## The exercise
Recast the whole listing below as a numbered list, leaving out the blank lines.

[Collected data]
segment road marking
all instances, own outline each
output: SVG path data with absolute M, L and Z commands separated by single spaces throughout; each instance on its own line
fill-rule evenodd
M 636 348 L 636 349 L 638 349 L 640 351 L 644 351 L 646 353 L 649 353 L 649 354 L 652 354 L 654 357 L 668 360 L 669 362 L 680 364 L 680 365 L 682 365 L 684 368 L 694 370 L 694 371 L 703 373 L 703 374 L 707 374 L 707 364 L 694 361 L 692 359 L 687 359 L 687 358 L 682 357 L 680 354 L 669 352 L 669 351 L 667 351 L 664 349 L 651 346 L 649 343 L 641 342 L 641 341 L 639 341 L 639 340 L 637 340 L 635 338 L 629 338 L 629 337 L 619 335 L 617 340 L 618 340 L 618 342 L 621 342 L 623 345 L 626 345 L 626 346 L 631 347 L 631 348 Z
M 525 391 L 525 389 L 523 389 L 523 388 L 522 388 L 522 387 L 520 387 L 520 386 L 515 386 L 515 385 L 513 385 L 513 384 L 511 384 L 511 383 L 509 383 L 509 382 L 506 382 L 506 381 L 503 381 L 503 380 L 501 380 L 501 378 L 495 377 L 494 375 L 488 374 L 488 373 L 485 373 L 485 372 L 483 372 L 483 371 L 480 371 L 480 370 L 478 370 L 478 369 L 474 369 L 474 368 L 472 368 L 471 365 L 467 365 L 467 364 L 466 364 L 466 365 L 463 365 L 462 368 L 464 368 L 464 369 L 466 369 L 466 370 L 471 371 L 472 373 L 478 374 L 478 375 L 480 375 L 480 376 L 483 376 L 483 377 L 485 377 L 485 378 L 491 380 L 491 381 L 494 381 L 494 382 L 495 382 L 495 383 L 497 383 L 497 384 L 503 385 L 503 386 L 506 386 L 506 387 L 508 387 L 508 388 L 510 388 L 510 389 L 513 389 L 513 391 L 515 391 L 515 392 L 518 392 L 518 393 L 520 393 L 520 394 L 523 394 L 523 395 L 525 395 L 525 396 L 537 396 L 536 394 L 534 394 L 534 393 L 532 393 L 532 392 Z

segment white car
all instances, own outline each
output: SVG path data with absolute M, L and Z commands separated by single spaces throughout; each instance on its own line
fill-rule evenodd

## Solution below
1. segment road marking
2. all instances, own outline each
3. output: SVG path data with absolute M, L and Z commands separated by single spaces throughout; each instance on its own line
4. fill-rule evenodd
5. M 636 348 L 636 349 L 638 349 L 640 351 L 644 351 L 646 353 L 649 353 L 649 354 L 652 354 L 654 357 L 668 360 L 669 362 L 680 364 L 680 365 L 682 365 L 684 368 L 694 370 L 694 371 L 703 373 L 703 374 L 707 374 L 707 364 L 694 361 L 692 359 L 687 359 L 687 358 L 682 357 L 680 354 L 669 352 L 669 351 L 667 351 L 664 349 L 651 346 L 649 343 L 641 342 L 641 341 L 639 341 L 639 340 L 637 340 L 635 338 L 629 338 L 629 337 L 619 335 L 617 340 L 618 340 L 618 342 L 621 342 L 623 345 L 626 345 L 626 346 L 631 347 L 631 348 Z
6. M 525 391 L 525 389 L 523 389 L 523 388 L 522 388 L 522 387 L 520 387 L 520 386 L 515 386 L 515 385 L 513 385 L 513 384 L 511 384 L 511 383 L 509 383 L 509 382 L 506 382 L 506 381 L 503 381 L 503 380 L 501 380 L 501 378 L 495 377 L 494 375 L 488 374 L 488 373 L 485 373 L 485 372 L 483 372 L 483 371 L 480 371 L 480 370 L 478 370 L 478 369 L 474 369 L 474 368 L 472 368 L 471 365 L 467 365 L 467 364 L 466 364 L 466 365 L 463 365 L 462 368 L 464 368 L 464 369 L 466 369 L 466 370 L 471 371 L 472 373 L 478 374 L 478 375 L 480 375 L 480 376 L 483 376 L 483 377 L 485 377 L 485 378 L 491 380 L 491 381 L 494 381 L 494 382 L 495 382 L 495 383 L 497 383 L 497 384 L 503 385 L 503 386 L 506 386 L 506 387 L 508 387 L 508 388 L 510 388 L 510 389 L 513 389 L 513 391 L 515 391 L 515 392 L 518 392 L 518 393 L 520 393 L 520 394 L 523 394 L 523 395 L 525 395 L 525 396 L 537 396 L 536 394 L 534 394 L 534 393 L 532 393 L 532 392 Z
7. segment white car
8. all instances, own outline each
9. output: SVG path data with absolute M, L and Z commands separated by single spaces throughout; each instance on its own line
10. fill-rule evenodd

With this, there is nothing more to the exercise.